SOURCE DOCUMENT:
Two Siblings With Bright Futures

Where are our next breakthrough technologies?

Signs and screen printing are like two kids from the same colorful, wacky family. Although they have the same parents (communication and commerce), one is way bigger, older, and more mature, if you can call getting draped around the exterior of a high-rise building 100 feet in the air “mature.” The sibling, “silk screening,” is younger and more adventurous, with interests in consumer electronics, T-shirts, and decorative arts, to name but a few growing segments. Both are practiced by few, yet found everywhere, on everything, in everything.

The men and women who work in sign and screen-printing companies know they are a big part of the visual fabric of our modern civilization, even though most people take all the graphics, signage, and functional printing for granted. Every two-bit college has art and design courses, but very few are training workers specifically for our industry. It doesn’t seem to be high on anyone’s list as a career path. That’s sad, because we offer one the most creative, challenging, and interesting work environments. What we do is important too, and not just for communicating a discount sale at the corner store. We insiders know the truth: Remove signs and screen printing from the modern world and it comes to a screeching, crashing halt.

Imagine a world without signs and screen printing:

Roadways, cities and buildings with no wayfinding signage? What a mess that would be. “But you could still use your cell phone,” you might be thinking. No, you can’t—it’s made using screen printing too! “OK, no worries, I’ll just get in the car. Wait—where are the instruments and controls?!” You freak out and crash.

A white van shows up at the crash scene. It’s an EMS ambulance, but nobody can tell without the markings on the outside of the vehicle. Then a massive traffic jam forms because there are no road signs and the traffic lights don’t work because the printed circuits controlling everything are gone. The paramedics jump out of the van, dressed all in white too, with no logos or identifiers. They see that your heart has stopped and spring into rescue mode. But damn, the defibrillator doesn’t work—the contact pads were screen printed and the control panels, too.

DATA FOR REVIEW:
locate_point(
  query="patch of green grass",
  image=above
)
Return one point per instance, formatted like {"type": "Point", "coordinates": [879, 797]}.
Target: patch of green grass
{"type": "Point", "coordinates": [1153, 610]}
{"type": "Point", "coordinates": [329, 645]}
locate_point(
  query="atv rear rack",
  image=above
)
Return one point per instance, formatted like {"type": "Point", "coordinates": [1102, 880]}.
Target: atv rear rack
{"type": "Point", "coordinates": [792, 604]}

ACTIVITY A:
From the article on signs and screen printing, return the part that opens with the words containing "A white van" and closes with "control panels, too.".
ACTIVITY B:
According to the article on signs and screen printing, who are the shared parents of signs and screen printing?
ACTIVITY C:
Extend the article on signs and screen printing from the point where it stops.

ANSWER SECTION A:
A white van shows up at the crash scene. It’s an EMS ambulance, but nobody can tell without the markings on the outside of the vehicle. Then a massive traffic jam forms because there are no road signs and the traffic lights don’t work because the printed circuits controlling everything are gone. The paramedics jump out of the van, dressed all in white too, with no logos or identifiers. They see that your heart has stopped and spring into rescue mode. But damn, the defibrillator doesn’t work—the contact pads were screen printed and the control panels, too.

ANSWER SECTION B:
Communication and commerce.

ANSWER SECTION C:
That’s the world without signs or screen printing. It may not make a good Hollywood disaster flick, but it would be as bad in its own way as an asteroid strike or a massive power failure wiping out the trappings of modern life.

Don’t get me wrong—I don’t see a dystopian future for us. Both industries are in good shape, with most companies experiencing growth. With the arrival of digital printing and breakthrough technologies in all aspects of signage, we’ve come a long way from some guy with a brush and a can of 1-Shot. LED lighting is allowing for lower operating costs and power savings in both illuminated signs and screen-exposure systems. The futuristic outdoor advertising seen in 1982’s film “Blade Runner” is now commonplace. And screen printing, that simplistic process invented by some sign writers in San Francisco who were looking for a way to make mass quantities of showcards on the cheap, continues to reinvent itself as it creates products as diverse as solar cells, touch screens, and road signage printed with light-absorbing material that allows the message to light up at night.

So let’s imagine where we might be in 20 years. That’s how long wide-format digital printers have been in the sign industry, and the time it took for smartphones to replace landlines. It doesn’t seem that long ago, but both were revolutionary changes for sure, and they impact everything. Where are our next breakthrough technologies?

• Self-powering garments make sense. Build solar receptors into the clothes we wear so we can power our electronic devices on the go. The same technology allows for larger, self-powered signs that illuminate at night without plugging into anything. Done right, signs may become net power producers, generating excess power for other uses, or channeled back into the grid.

• Other new screen-printed energy sources are coming, including hydrogen and other fuel cells. Carbon batteries on recyclable materials are already in development, and it seems clear to everyone but the oil industry that solar power is the future. Screen printing will be there, and it may solve the problems associated with solar energy when night falls or the clouds roll in.

• Hand lettering and hand-sculpted signs will continue to grow in popularity as a backlash to computer-generated “flat” signage. I can also imagine a trend in architecture where signage becomes part of the building itself. After all, companies are obsessed with branding and the audience they want to attract doesn’t seem to appreciate the written word anymore. Maybe we’ll see more buildings acting as their own signs.

Readers, what do you think? Where do you think signage and printing will go in the next few decades?